# [PROBLEM]
Copy these lines verbatim, beginning at the start of the records and continuing through the line containing "positive clicks: (51, 171)", both ends included.

[Collected data entries]
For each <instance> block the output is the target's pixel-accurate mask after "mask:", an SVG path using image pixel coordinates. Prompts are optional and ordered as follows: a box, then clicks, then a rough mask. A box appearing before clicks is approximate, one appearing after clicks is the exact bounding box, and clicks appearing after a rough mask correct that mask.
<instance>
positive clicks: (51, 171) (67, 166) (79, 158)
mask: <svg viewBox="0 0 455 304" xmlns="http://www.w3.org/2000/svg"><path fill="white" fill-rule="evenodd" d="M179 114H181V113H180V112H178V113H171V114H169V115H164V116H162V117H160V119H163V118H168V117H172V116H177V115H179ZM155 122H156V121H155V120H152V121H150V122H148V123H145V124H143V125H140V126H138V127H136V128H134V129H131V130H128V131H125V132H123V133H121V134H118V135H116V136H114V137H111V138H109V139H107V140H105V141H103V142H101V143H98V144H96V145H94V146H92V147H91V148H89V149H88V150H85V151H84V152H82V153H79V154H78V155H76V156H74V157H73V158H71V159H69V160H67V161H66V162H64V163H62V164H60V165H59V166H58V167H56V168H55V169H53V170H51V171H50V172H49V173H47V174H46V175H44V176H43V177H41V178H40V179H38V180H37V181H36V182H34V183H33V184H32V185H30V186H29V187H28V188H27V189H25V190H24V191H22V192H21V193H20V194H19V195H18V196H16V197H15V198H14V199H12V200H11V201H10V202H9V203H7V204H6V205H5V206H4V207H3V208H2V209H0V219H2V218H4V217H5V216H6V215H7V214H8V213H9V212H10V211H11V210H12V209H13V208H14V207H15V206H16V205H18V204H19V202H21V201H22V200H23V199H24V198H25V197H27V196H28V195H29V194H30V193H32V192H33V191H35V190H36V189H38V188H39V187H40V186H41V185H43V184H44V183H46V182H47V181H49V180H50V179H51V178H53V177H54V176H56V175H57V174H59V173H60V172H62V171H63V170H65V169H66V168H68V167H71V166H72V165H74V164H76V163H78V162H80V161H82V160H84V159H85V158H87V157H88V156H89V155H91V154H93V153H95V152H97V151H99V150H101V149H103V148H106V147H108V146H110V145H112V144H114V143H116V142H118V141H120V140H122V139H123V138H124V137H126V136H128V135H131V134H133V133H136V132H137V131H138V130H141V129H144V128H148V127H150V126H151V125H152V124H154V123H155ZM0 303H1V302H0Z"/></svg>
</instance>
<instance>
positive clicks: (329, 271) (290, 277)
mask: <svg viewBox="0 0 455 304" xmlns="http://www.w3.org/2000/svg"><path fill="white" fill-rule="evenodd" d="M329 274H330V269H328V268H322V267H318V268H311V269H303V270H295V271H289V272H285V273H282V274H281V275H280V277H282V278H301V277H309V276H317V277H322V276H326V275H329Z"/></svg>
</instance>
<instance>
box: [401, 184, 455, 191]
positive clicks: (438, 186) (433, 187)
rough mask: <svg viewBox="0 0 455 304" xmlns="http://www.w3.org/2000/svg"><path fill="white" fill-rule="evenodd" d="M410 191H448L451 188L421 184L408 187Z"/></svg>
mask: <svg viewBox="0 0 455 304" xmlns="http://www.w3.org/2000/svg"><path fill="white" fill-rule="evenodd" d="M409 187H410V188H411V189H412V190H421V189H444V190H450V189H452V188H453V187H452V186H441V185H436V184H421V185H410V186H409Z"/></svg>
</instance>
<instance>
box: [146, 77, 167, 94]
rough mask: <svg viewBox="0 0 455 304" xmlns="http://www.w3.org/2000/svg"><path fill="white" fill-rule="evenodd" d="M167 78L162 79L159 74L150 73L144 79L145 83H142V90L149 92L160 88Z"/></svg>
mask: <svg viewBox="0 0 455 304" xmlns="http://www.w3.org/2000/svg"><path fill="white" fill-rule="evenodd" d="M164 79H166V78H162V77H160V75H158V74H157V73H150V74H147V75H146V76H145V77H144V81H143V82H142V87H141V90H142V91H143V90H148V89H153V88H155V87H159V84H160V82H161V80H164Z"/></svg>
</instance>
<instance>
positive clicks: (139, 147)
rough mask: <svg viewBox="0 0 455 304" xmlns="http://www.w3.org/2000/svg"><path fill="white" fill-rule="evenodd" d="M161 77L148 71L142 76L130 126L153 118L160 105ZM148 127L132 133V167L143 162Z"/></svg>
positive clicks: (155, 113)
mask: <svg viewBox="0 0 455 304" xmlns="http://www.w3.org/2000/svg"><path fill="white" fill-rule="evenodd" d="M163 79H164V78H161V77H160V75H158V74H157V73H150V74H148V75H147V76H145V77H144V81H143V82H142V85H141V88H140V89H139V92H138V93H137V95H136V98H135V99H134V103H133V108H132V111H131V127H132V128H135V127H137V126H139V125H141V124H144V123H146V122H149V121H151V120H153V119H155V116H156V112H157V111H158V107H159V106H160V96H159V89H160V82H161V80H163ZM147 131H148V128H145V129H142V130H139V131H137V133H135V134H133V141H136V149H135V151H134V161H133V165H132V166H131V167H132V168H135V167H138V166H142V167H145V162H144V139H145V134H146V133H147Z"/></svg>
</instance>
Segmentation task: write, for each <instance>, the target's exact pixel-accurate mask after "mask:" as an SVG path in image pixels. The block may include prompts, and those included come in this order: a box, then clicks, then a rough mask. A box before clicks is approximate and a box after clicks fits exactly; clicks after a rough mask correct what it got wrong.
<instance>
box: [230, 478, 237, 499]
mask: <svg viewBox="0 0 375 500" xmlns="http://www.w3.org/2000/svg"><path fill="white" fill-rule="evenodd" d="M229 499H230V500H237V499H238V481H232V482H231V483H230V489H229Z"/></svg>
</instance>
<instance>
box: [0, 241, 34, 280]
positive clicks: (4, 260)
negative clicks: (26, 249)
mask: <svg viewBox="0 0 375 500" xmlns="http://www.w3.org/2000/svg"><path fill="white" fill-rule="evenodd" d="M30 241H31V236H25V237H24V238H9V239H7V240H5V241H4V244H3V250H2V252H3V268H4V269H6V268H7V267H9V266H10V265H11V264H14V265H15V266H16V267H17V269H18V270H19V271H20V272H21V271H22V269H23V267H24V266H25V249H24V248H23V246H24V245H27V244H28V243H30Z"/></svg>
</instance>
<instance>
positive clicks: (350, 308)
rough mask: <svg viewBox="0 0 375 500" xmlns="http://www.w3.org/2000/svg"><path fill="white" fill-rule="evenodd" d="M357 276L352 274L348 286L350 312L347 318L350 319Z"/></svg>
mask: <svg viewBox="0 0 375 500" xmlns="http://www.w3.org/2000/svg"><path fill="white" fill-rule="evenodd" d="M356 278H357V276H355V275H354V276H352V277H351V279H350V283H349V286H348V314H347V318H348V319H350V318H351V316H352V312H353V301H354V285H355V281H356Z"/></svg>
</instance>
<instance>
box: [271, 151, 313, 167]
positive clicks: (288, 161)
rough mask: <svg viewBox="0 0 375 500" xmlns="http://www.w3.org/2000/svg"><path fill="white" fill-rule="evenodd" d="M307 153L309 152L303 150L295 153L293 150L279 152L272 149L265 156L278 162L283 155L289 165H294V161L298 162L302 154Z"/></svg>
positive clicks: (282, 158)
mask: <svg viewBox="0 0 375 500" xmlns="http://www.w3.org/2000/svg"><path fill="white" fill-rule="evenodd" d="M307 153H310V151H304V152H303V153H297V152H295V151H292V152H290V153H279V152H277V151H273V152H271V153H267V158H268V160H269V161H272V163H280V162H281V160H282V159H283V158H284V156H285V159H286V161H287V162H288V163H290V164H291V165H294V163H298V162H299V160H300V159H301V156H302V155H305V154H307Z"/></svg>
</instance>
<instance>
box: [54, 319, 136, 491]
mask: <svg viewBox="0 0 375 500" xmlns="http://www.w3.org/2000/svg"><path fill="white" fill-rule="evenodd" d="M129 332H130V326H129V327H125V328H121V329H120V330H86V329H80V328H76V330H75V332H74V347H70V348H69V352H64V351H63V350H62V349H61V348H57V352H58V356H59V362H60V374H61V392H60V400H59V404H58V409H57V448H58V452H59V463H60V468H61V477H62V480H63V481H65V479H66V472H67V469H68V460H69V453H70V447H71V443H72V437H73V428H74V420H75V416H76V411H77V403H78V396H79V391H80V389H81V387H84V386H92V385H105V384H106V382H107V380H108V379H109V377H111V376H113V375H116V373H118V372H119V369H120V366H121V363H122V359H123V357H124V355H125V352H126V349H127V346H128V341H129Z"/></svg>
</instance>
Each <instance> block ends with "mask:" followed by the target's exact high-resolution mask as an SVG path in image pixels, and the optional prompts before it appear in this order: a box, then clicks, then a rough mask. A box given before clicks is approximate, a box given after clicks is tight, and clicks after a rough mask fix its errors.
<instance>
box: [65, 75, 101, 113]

# [SOLUTION TO THE PROBLEM]
For each <instance> block the output is the target's pixel-accurate mask after "mask:", an SVG path using image pixel coordinates. Prompts are optional and ordered as follows: a box, then clicks, then a rough mask. A box appearing before clicks is approximate, one appearing after clicks is the exact bounding box, and clicks appearing after a rough mask correct that mask.
<instance>
positive clicks: (51, 171) (67, 166) (79, 158)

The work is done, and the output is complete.